> **Task inputs**:
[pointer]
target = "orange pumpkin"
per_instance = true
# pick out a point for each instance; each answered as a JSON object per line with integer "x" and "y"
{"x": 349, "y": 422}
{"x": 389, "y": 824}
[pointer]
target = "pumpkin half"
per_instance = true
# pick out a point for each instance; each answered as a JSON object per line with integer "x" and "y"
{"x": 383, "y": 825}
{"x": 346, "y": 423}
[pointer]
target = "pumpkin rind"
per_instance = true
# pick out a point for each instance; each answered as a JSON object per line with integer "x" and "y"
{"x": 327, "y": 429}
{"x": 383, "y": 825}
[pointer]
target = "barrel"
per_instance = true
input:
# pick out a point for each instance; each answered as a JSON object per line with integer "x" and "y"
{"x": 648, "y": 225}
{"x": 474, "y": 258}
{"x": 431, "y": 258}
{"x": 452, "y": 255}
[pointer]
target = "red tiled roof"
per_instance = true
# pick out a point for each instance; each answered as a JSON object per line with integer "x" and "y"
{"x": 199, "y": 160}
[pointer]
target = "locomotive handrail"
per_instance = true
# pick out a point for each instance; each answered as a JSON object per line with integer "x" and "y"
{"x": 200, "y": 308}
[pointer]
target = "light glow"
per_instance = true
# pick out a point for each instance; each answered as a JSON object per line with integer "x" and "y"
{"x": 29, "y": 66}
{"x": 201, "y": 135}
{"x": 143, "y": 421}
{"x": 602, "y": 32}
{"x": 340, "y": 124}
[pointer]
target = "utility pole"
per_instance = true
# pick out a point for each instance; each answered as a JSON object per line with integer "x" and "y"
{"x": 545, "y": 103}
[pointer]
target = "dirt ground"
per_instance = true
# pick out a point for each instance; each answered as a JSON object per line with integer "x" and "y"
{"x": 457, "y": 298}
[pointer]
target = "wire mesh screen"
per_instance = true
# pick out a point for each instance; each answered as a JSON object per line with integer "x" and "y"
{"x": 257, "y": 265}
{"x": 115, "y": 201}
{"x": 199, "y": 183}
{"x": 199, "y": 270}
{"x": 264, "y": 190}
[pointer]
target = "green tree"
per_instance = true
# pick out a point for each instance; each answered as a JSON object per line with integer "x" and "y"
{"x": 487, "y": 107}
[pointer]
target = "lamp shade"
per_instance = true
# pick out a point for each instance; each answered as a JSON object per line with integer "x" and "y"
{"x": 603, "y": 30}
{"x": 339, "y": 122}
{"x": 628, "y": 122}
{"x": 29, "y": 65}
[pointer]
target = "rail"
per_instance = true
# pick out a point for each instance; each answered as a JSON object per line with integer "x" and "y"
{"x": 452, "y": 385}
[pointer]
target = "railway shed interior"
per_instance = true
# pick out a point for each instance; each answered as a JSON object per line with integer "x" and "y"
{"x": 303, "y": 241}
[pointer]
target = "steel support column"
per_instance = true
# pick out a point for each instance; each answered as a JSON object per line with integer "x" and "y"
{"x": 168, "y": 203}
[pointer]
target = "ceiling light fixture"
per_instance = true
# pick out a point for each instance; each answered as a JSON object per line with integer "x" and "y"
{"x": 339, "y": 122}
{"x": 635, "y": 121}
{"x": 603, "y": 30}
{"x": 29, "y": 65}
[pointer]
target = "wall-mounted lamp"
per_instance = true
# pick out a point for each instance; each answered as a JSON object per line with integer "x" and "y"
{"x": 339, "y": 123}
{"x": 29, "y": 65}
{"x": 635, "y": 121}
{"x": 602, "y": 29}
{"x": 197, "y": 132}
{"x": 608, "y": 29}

---

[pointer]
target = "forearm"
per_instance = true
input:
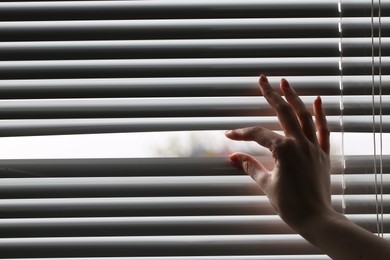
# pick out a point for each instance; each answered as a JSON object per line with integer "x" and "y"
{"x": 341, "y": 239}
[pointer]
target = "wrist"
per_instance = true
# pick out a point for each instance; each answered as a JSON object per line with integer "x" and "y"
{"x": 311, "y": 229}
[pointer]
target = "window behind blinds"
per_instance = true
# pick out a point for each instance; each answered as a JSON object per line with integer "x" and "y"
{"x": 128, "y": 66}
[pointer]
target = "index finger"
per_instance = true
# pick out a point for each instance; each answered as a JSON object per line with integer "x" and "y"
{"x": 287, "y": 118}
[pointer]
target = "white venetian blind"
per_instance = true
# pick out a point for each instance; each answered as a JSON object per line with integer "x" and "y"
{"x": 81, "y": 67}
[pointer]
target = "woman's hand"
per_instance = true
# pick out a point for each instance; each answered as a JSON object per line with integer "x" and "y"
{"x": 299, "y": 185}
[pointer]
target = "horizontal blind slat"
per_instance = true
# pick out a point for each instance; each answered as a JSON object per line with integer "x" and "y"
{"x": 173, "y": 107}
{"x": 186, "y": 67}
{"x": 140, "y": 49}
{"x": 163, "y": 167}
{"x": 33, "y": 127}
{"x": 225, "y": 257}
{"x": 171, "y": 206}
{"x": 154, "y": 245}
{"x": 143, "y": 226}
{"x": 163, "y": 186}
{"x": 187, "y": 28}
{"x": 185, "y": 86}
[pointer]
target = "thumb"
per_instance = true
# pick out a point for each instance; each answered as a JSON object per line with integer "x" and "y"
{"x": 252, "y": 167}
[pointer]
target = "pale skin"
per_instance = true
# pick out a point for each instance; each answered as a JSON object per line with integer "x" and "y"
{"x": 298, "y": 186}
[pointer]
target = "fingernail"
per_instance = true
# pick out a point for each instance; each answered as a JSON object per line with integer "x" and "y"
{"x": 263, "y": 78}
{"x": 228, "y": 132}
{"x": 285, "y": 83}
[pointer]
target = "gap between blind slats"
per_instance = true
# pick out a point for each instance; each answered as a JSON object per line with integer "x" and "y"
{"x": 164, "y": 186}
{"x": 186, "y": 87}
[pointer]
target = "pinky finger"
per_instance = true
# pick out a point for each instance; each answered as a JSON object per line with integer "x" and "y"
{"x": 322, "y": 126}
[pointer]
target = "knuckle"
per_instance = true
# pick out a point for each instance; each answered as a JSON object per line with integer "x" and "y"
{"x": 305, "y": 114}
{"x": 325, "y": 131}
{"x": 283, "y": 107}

> **About this task**: State how many lines in the material contain "light", giving nothing besides the count.

> **Expected answer**: 2